- [EXERCISE]: Rewrite the items from the line containing "Target: child" through the end, replacing "Kindly" with "Please" and leaving everything else unchanged.

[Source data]
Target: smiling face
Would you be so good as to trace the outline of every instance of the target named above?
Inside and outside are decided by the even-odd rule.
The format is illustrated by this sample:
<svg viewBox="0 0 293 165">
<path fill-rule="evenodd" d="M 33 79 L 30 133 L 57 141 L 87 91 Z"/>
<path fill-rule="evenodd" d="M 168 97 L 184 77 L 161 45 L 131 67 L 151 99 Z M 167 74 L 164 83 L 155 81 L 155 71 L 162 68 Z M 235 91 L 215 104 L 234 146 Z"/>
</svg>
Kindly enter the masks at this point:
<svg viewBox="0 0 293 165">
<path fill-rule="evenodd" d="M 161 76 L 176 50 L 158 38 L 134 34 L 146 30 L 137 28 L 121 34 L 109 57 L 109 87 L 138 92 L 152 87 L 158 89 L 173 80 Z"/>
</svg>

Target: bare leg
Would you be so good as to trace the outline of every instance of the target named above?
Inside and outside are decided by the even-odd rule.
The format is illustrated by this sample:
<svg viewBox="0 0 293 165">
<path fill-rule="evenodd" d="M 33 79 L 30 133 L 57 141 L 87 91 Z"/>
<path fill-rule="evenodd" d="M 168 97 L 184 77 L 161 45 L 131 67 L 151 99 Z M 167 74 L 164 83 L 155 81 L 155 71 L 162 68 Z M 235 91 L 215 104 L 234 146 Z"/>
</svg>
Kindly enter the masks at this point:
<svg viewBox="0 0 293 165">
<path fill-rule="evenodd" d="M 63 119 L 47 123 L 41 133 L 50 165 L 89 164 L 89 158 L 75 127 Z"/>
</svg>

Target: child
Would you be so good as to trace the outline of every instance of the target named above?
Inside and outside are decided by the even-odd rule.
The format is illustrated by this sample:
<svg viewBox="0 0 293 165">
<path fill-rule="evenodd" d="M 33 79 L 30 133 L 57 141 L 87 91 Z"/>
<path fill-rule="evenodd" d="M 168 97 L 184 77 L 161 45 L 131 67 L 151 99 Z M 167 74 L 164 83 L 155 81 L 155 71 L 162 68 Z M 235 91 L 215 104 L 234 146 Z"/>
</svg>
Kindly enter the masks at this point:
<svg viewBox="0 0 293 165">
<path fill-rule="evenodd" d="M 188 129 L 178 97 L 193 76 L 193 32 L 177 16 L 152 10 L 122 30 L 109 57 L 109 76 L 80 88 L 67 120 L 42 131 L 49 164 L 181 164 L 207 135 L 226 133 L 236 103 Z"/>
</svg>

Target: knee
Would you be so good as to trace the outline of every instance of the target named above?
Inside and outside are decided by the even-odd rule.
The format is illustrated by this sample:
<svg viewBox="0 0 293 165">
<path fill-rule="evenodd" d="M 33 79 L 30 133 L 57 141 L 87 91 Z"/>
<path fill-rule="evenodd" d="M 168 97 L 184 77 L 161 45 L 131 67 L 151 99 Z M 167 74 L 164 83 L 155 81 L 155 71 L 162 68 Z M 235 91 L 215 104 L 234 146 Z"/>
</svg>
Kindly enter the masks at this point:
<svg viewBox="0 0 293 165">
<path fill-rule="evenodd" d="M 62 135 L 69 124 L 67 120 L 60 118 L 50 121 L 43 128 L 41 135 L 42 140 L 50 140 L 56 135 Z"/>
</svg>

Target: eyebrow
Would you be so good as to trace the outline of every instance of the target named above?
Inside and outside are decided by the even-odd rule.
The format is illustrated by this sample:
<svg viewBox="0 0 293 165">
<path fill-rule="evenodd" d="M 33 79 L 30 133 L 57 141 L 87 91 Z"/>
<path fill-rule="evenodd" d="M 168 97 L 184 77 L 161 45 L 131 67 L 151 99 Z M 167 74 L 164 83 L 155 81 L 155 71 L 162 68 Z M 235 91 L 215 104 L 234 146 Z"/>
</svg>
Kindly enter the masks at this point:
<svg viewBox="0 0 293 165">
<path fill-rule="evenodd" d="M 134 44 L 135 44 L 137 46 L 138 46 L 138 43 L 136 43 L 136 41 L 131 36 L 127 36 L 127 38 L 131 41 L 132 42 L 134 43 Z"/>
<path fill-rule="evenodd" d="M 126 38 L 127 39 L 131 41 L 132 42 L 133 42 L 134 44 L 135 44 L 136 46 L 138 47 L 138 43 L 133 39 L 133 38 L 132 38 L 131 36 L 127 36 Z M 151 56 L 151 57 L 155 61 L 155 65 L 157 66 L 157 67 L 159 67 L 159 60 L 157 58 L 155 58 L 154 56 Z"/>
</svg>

- [CORRECT RESPONSE]:
Target: child
Would you be so good as to trace the outline of every instance of the target named above?
Inside and outside are decided by the even-odd rule.
The format is illustrated by this sample:
<svg viewBox="0 0 293 165">
<path fill-rule="evenodd" d="M 33 79 L 30 133 L 57 141 L 87 91 Z"/>
<path fill-rule="evenodd" d="M 168 97 L 184 77 L 161 45 L 131 67 L 151 99 Z M 167 74 L 164 83 L 155 81 L 155 71 L 162 68 Z M 235 91 L 215 104 L 234 146 Z"/>
</svg>
Please enter the masks at this point:
<svg viewBox="0 0 293 165">
<path fill-rule="evenodd" d="M 188 129 L 178 97 L 193 76 L 193 32 L 177 16 L 152 10 L 122 30 L 109 57 L 109 76 L 80 88 L 67 120 L 42 131 L 49 164 L 181 164 L 207 135 L 226 133 L 236 103 Z"/>
</svg>

Target: knee
Would you be so good as to trace the outline of every instance of the target named above?
Inside and outside are decided by the even-odd rule.
The format is illustrated by this sample:
<svg viewBox="0 0 293 165">
<path fill-rule="evenodd" d="M 33 79 L 30 133 L 57 141 L 87 91 Z"/>
<path fill-rule="evenodd" d="M 168 97 L 184 77 L 161 45 L 131 67 L 151 99 Z M 167 74 L 164 83 L 155 81 L 155 71 L 162 68 Z M 235 91 L 215 104 L 234 146 Z"/>
</svg>
Please enter the masks at this point:
<svg viewBox="0 0 293 165">
<path fill-rule="evenodd" d="M 62 135 L 69 124 L 67 120 L 60 118 L 50 121 L 43 128 L 41 135 L 42 140 L 50 140 L 56 135 Z"/>
</svg>

Target: eyebrow
Would you be so good as to trace the outline of every instance of the target named above?
Inside and outside are decided by the even-odd rule.
The format is illustrated by this sample:
<svg viewBox="0 0 293 165">
<path fill-rule="evenodd" d="M 33 79 L 30 133 L 57 141 L 87 91 Z"/>
<path fill-rule="evenodd" d="M 168 97 L 184 77 L 161 45 L 131 67 L 151 99 Z M 167 74 L 164 83 L 155 81 L 155 71 L 162 68 Z M 235 91 L 215 104 L 234 146 Z"/>
</svg>
Please enter the masks at this point:
<svg viewBox="0 0 293 165">
<path fill-rule="evenodd" d="M 134 44 L 135 44 L 137 46 L 138 46 L 138 43 L 136 43 L 136 41 L 131 36 L 127 36 L 127 38 L 131 41 L 132 42 L 134 43 Z"/>
<path fill-rule="evenodd" d="M 126 38 L 127 39 L 131 41 L 132 42 L 133 42 L 134 44 L 135 44 L 136 46 L 138 47 L 138 43 L 133 39 L 133 38 L 132 38 L 131 36 L 127 36 Z M 151 56 L 151 57 L 155 61 L 155 65 L 157 66 L 157 67 L 159 67 L 159 60 L 157 58 L 155 58 L 154 56 Z"/>
</svg>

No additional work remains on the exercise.